"""
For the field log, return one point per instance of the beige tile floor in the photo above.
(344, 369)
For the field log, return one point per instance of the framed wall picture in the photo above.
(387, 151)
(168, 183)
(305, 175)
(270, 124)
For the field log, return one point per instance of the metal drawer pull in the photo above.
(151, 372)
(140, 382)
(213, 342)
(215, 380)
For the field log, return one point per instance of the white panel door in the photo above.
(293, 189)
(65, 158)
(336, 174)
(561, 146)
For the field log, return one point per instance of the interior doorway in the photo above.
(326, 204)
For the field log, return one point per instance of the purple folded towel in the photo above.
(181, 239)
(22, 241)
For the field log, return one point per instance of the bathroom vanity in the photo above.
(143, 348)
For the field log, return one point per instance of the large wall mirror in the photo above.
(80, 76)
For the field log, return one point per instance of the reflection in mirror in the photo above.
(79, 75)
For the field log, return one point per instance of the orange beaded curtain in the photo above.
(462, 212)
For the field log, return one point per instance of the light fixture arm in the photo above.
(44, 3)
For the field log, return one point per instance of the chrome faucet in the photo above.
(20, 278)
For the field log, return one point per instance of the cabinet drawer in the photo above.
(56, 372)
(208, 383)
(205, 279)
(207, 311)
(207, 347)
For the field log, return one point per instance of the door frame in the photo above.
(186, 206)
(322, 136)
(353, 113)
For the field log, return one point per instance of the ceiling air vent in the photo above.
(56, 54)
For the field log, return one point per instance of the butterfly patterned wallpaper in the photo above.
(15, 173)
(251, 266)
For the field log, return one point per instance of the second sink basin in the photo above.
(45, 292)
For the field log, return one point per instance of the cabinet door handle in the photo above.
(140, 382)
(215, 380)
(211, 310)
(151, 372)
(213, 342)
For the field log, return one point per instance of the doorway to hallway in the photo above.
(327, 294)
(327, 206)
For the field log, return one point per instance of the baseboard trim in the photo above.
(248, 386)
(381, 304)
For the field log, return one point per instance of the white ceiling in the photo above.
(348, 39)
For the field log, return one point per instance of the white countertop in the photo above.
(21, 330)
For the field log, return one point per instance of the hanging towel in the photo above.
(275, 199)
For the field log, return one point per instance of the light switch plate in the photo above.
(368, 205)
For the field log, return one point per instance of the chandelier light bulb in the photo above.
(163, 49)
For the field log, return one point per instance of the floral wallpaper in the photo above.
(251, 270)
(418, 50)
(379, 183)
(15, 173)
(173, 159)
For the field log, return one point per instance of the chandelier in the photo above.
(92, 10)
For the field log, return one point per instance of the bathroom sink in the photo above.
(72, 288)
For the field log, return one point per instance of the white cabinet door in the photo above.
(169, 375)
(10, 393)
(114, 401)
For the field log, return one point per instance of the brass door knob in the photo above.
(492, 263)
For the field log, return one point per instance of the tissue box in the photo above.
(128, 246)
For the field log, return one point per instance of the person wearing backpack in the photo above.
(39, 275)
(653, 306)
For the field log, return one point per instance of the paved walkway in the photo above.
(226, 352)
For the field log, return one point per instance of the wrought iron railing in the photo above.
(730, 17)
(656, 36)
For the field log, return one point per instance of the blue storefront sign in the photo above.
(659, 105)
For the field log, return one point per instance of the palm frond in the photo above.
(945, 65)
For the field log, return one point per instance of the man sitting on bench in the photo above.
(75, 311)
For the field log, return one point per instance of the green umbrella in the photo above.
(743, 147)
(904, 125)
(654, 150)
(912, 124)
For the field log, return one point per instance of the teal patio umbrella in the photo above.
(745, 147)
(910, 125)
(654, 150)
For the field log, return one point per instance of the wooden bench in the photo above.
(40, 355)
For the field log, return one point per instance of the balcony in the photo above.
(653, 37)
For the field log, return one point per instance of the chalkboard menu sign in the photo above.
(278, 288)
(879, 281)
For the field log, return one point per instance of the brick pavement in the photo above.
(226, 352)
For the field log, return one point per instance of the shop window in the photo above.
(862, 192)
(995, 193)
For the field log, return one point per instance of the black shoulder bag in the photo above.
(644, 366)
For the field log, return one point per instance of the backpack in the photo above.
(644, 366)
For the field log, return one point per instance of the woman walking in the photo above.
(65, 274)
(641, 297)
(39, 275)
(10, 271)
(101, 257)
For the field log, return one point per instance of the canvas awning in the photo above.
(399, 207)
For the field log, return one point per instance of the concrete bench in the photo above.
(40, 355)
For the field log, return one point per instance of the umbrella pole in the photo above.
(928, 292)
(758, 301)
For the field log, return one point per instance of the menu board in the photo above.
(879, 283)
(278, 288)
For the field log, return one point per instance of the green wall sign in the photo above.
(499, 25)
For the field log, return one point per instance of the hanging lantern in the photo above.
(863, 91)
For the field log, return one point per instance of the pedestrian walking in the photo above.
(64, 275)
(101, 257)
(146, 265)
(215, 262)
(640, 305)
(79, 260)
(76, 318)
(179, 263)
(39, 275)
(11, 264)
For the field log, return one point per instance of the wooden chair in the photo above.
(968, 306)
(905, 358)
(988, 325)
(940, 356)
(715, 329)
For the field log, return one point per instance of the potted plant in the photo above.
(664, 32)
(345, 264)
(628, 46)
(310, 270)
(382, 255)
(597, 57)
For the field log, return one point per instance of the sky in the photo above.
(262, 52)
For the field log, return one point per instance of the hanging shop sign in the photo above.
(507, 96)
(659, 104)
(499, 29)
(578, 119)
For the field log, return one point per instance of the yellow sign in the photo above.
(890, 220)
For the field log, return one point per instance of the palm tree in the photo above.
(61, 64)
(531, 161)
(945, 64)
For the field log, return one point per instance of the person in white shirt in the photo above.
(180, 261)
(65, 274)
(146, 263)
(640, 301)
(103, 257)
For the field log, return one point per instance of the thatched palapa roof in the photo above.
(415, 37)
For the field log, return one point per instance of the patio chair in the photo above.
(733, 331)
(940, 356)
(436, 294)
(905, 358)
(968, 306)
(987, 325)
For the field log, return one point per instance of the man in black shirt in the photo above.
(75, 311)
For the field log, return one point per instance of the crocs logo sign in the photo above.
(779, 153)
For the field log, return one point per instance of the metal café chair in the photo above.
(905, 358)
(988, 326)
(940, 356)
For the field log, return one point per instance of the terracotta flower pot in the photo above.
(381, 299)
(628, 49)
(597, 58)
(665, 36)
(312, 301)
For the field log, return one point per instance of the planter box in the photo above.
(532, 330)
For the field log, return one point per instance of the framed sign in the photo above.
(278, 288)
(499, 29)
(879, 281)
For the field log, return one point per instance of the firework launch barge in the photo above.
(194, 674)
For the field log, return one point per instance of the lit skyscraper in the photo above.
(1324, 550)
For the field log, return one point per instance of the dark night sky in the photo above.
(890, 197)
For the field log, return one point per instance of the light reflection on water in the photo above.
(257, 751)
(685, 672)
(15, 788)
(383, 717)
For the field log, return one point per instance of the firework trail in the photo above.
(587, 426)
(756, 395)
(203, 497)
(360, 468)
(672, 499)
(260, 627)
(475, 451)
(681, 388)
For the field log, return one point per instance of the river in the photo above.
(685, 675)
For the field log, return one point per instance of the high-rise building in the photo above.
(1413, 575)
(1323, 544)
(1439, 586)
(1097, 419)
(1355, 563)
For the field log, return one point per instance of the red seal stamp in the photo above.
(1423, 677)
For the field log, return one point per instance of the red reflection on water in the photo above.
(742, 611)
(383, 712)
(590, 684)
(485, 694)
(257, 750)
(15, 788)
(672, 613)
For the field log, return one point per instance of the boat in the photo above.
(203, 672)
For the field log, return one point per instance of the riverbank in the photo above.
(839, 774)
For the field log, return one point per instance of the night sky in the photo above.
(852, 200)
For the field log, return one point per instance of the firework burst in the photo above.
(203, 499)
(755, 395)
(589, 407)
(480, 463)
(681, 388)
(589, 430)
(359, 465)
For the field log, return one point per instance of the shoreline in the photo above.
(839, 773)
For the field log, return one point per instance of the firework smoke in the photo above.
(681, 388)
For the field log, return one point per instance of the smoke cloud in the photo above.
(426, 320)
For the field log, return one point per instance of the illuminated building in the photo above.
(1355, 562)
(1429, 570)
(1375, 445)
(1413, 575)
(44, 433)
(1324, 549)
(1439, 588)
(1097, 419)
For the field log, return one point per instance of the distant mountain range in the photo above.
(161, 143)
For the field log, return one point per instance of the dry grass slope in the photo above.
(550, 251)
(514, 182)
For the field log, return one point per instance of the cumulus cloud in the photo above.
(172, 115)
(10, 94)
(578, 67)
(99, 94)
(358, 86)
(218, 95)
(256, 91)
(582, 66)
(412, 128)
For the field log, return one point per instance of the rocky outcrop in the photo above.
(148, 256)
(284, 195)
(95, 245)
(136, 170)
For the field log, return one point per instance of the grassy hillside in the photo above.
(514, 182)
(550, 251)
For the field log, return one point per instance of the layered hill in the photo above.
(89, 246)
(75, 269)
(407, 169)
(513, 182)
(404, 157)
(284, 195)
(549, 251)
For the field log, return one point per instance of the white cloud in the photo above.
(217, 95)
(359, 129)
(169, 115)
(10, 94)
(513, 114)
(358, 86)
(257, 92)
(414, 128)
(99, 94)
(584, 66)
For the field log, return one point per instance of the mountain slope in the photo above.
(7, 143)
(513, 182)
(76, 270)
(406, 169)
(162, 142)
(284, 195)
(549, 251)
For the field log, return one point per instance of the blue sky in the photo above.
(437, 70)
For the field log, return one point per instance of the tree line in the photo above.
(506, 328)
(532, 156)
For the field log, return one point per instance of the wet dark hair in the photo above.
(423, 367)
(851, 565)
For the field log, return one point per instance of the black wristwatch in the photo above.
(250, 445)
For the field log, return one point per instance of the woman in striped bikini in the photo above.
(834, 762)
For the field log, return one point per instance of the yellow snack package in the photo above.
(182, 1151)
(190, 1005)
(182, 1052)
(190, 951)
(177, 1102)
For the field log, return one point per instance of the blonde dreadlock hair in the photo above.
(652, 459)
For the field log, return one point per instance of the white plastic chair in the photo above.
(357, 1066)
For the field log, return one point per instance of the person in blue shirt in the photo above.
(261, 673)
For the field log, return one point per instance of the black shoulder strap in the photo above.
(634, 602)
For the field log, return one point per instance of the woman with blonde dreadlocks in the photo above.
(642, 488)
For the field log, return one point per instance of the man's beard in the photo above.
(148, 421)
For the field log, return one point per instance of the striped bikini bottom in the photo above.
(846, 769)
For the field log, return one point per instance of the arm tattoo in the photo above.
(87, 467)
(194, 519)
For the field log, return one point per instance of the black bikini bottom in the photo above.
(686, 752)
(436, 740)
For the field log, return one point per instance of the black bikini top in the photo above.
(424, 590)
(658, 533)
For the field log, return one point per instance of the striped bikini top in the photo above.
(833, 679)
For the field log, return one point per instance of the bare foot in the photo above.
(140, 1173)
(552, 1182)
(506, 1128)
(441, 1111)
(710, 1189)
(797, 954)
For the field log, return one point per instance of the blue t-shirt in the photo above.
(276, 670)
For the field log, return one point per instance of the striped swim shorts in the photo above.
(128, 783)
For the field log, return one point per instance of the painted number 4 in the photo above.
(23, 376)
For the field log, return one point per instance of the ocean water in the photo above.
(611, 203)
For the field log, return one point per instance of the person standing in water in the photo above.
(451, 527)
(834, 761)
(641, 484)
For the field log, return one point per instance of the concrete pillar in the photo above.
"""
__Problem to solve__: From the line with "t-shirt in the photo above." to the last line of the material, give every line again exactly, and only those lines.

__Task output__:
For the field log, return one point per instance of the blue t-shirt in the photo above.
(276, 670)
For the field log, return one point per instance of the striped swim shorts in the photo above.
(128, 783)
For the field log, return one point per instance of the painted number 4 in the photo above.
(23, 376)
For the field log, return one point per instance of the ocean water in the photo above.
(611, 203)
For the field log, return one point per instance of the person standing in water in the photo above.
(451, 527)
(834, 761)
(641, 484)
For the field log, return one point per instance of the concrete pillar in the photo above.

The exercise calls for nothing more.